##### Selected text #####

# DaYan + mf8 4x4



## jla (Jul 22, 2011)

Hi!

I bought a DaYan +mf8 4x4 a while back ago but it doesn't turn as good as I've seen others. I have lubed the inner 2x2 core with crc and that maked the inner layers a little bit less stiff but the cube still has a clicky feel and isn't smooth at all. I know this is the cube Feliks used for his world record but I seriously need help with making my cube better.

Thank you in advance

/jla

EDIT: And by clicky feel I mean that the cube gets stiffer in the middle of a turn and if I would take a finger and turn a layer around it would stop for maybe .25 seconds and then work again

Thank's again


----------



## MoRpHiiNe (Jul 23, 2011)

1. Don't tighten the black parts of the second ball completely; This will make it much quicker and smoother but will make the cube feel like it's going to pop heaps easier. I have mine about 1.5-2 screw turns from max tightness.

2. It'll get much better over time with the more solves you do .


----------



## jla (Jul 23, 2011)

Thank you,

But what do you mean about the black parts?? i have a white cube but everything is white


----------



## Andri Maulana (Jul 23, 2011)

1. Change the 3x3 core into C4U core (optional)
2. Change the spring into YJ 3x3 VVGOO-II / LanLan 2x2 spring, and tighten your cube tension (recommended, because YJ/Lanlan spring is soft and it will make your Dayan turn smoother and faster even if the tension is tight. So it much more popless).
3. Change the screw into YJ 3x3 VVGOO-II / Lanlan 2x2 Screw (optional, but i recommended it)


Hope it will help you, and sorry for bad english..


----------



## MCcuber96 (Jul 23, 2011)

Andri Maulana said:


> 1. Change the 3x3 core into C4U core (optional)
> 2. Change the spring into YJ 3x3 VVGOO-II / LanLan 2x2 spring, and tighten your cube tension (recommended, because YJ/Lanlan spring is soft and it will make your Dayan turn smoother and faster even if the tension is tight. So it much more popless).
> 3. Change the screw into YJ 3x3 VVGOO-II / Lanlan 2x2 Screw (optional, but i recommended it)
> 
> ...


 
I did that last night, i now officialy love 4x4ing.
if anybody has a lanlan 2x2 they dont use and a dayan 4x4, DO THIS MOD!!!


----------



## sa11297 (Jul 23, 2011)

i have SO many 2x2s lying around. will it be good if I put the springs inside my guhong, lingyun, lunhui or zhanchi?


----------



## Andri Maulana (Jul 23, 2011)

If you put lanlan 2x2 spring in your 3x3s, it will make your cube turn very fast but lockup incredibly crazy !
It also decrease your 3x3 corner cutting, so don't do that. But, try it if you want to know..


----------



## jla (Jul 23, 2011)

If you don't have any spare parts laying around, what's the best way to mske it better??


----------



## uberCuber (Jul 23, 2011)

Lube it and loosen the tensions. That's all I did.

##### Data #####

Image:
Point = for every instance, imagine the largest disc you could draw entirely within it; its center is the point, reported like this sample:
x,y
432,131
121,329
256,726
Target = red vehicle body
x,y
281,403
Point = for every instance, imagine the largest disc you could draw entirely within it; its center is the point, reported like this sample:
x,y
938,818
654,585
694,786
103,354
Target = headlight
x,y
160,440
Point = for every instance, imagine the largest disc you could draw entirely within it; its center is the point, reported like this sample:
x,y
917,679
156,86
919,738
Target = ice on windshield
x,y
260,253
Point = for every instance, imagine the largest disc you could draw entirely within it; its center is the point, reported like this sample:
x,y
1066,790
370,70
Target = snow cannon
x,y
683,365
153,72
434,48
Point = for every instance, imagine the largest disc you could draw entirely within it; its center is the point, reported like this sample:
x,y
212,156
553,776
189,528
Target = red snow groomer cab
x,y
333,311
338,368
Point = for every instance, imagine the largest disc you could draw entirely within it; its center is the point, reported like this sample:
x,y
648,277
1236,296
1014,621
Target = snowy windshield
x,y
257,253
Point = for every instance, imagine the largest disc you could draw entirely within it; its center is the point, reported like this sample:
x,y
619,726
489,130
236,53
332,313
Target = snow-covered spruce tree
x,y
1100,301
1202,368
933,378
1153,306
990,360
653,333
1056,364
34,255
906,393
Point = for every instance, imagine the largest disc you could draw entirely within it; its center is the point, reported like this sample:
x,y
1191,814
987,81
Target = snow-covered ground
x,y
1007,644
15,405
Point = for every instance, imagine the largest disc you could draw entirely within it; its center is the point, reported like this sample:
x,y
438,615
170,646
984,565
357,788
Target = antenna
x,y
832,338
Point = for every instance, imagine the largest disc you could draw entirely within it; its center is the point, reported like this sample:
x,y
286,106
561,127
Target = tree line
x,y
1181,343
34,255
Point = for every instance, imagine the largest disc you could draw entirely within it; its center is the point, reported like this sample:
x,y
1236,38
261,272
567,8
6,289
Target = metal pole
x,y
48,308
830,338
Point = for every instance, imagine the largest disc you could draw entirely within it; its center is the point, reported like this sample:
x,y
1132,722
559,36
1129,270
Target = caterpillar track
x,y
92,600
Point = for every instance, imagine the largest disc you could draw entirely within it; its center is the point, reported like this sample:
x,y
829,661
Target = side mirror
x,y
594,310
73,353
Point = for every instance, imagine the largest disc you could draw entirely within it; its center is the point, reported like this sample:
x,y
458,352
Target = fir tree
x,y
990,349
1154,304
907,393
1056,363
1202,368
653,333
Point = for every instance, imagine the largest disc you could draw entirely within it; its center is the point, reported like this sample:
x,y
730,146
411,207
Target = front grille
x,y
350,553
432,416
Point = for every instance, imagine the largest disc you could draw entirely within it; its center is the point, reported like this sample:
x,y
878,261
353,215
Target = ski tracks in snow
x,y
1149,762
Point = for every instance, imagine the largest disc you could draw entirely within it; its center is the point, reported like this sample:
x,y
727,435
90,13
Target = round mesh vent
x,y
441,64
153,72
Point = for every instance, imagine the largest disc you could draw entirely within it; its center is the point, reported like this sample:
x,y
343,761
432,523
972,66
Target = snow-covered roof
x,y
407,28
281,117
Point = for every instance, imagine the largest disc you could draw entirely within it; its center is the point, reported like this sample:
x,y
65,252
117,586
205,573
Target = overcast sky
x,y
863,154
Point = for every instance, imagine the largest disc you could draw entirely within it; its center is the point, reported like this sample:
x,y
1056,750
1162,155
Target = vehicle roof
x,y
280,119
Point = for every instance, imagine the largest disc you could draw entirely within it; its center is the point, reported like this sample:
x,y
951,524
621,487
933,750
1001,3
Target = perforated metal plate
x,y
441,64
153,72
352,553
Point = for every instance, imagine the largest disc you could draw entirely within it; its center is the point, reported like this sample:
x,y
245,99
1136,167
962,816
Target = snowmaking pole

#####

## Things to do
1) Decide whether each statement agrees with the DaYan 4x4 thread, answering yes or no and quoting the words of the thread that settle it. (a) jla lubed the inner 2x2 core with crc. (b) Andri Maulana advises putting a LanLan 2x2 spring into 3x3 cubes. (c) uberCuber swapped the core of the cube.
2) In the DaYan 4x4 thread, how far from max tightness does MoRpHiiNe keep the screws?
3) Extend the DaYan 4x4 thread, picking up right after its last post.
The rows are taken from a separate source.

## Final results
1)
(a) Yes: "I have lubed the inner 2x2 core with crc"
(b) No: "It also decrease your 3x3 corner cutting, so don't do that."
(c) No: "Lube it and loosen the tensions. That's all I did."

2) About 1.5-2 screw turns from max tightness.

3)
----------



## jla (Jul 23, 2011)

Should I tension and lube the 2x2 core??


----------



## nofianto (Jul 28, 2011)

thanks..... i had try it and it works... perfecto..


----------



## VCUBEFAN28 (Jul 28, 2011)

jla said:


> Should I tension and lube the 2x2 core??


 
Yes! I did that and my DaYan+MF8 is AMAZING!!!


----------



## jla (Jul 28, 2011)

What should I lube it with, is it worth to buy maru lube for it??


----------



## Clayy9 (Jul 28, 2011)

jla said:


> What should I lube it with, is it worth to buy maru lube for it??


 
Use Lubix / diff. oil for the inner core. You can use silicone spray and/or Maru lube for the pieces themselves.


----------



## jla (Jul 28, 2011)

Clayy9 said:


> Use Lubix / diff. oil for the inner core. You can use silicone spray and/or Maru lube for the pieces themselves.


 
Ok, thank you


----------



## collinbxyz (Jul 28, 2011)

I just did the 2x2 screws+springs, and mine is now amazing! Just in time for the competition of Saturday!


----------



## blakedacuber (Jul 28, 2011)

collinbxyz said:


> I just did the 2x2 screws+springs, and mine is now amazing! Just in time for the competition of Saturday!


 
what did you do?


----------



## collinbxyz (Jul 28, 2011)

I replaced the screws (for the 2x2 part) with ghost hand 2x2 screws (people say lanlan screws, but one of my lanlan screws are messed up, so I just did GH 2x2 screw), and I replaced the springs with lanaln 2x2 springs. I also replaced the 2x2 edges with lanlan 2x2 inner edges. Ten I removed a little excess plastic off of the mf8+dayan 2x2 corners, and lubed the screws+springs, and the core with lubix izo-lube (lubix type-stuff). After messing around with the tensions, it became a lot faster (inner and outer layers), and didn't pop as much.

EDIT: I may even make a tutorial for this sometime.


----------



## blakedacuber (Jul 28, 2011)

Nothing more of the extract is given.